··· Listing ···
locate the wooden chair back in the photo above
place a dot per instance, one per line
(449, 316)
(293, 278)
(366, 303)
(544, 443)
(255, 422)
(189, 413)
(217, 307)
···
**Exercise instructions**
Copy out every one of the entries above, word for word.

**Solution to the problem**
locate the wooden chair back in the photo above
place a dot per instance, one per line
(449, 316)
(293, 278)
(366, 303)
(544, 443)
(255, 422)
(189, 413)
(217, 307)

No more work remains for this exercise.